== Exercise tasks ==
(a) Answer these questions from the WhatsR blog post:
(i) What does a WhatsApp chat log file contain?
(ii) What does the WhatsR R-package turn exported chat logs into?
(iii) Which groups of researchers does the post say could find this logging of digital communication interesting?
(b) Extract everything from "Want to share" down to "their social relationships)." in the WhatsR blog post, word for word.

== Document excerpt ==
--- Begin ---

[This article was first published on R-posts.com, and kindly contributed to R-bloggers]. (You can report issue about the content on this page here)


Want to share your content on R-bloggers? click here if you have a blog, or here if you don’t.

WhatsApp is one of the most heavily used mobile instant messaging applications around the world. It is especially popular for everyday communication with friends and family and most users communicate on a daily or a weekly basis through the app. Interestingly, it is possible for WhatsApp users to extract a log file from each of their chats. This log file contains all textual communication in the chat that was not manually deleted or is not too far in the past.

This logging of digital communication is on the one hand interesting for researchers seeking to investigate interpersonal communication, social relationships, and linguistics, and can on the other hand also be interesting for individuals seeking to learn more about their own chatting behavior (or their social relationships).

The WhatsR R-package enables users to transform exported WhatsApp chat logs into a usable data frame object with one row per sent message and multiple variables of interest. In this blog post, I will demonstrate how the package can be used to process and visualize chat log files.

--- End ---

== Material provided ==
--- Begin ---

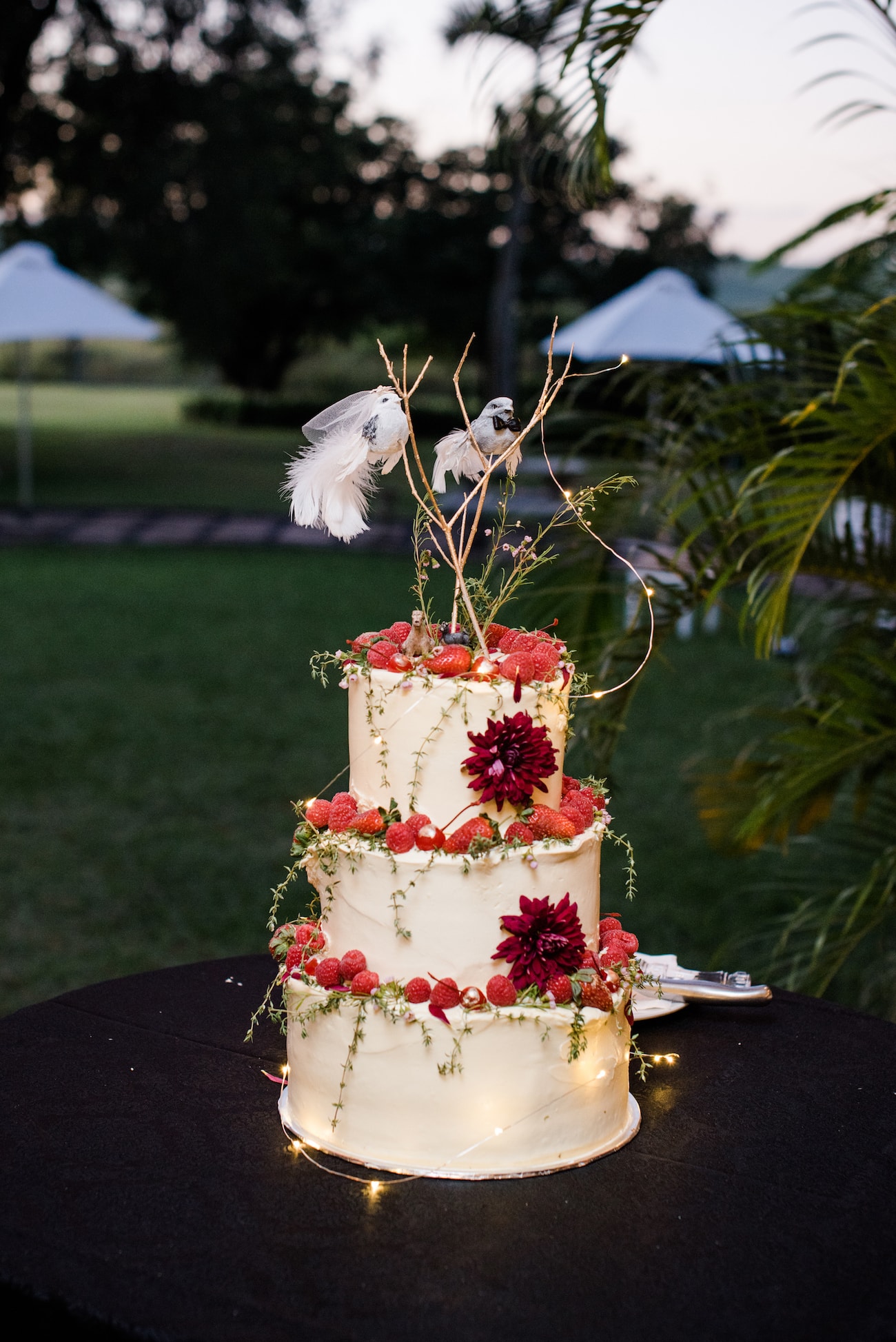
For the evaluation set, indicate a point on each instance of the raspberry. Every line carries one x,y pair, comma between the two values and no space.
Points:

--- End ---

== Exercise responses ==
(a)
(i) All textual communication in the chat that was not manually deleted or is not too far in the past.
(ii) A usable data frame object with one row per sent message and multiple variables of interest.
(iii) Researchers seeking to investigate interpersonal communication, social relationships, and linguistics.

(b)
Want to share your content on R-bloggers? click here if you have a blog, or here if you don’t.

WhatsApp is one of the most heavily used mobile instant messaging applications around the world. It is especially popular for everyday communication with friends and family and most users communicate on a daily or a weekly basis through the app. Interestingly, it is possible for WhatsApp users to extract a log file from each of their chats. This log file contains all textual communication in the chat that was not manually deleted or is not too far in the past.

This logging of digital communication is on the one hand interesting for researchers seeking to investigate interpersonal communication, social relationships, and linguistics, and can on the other hand also be interesting for individuals seeking to learn more about their own chatting behavior (or their social relationships).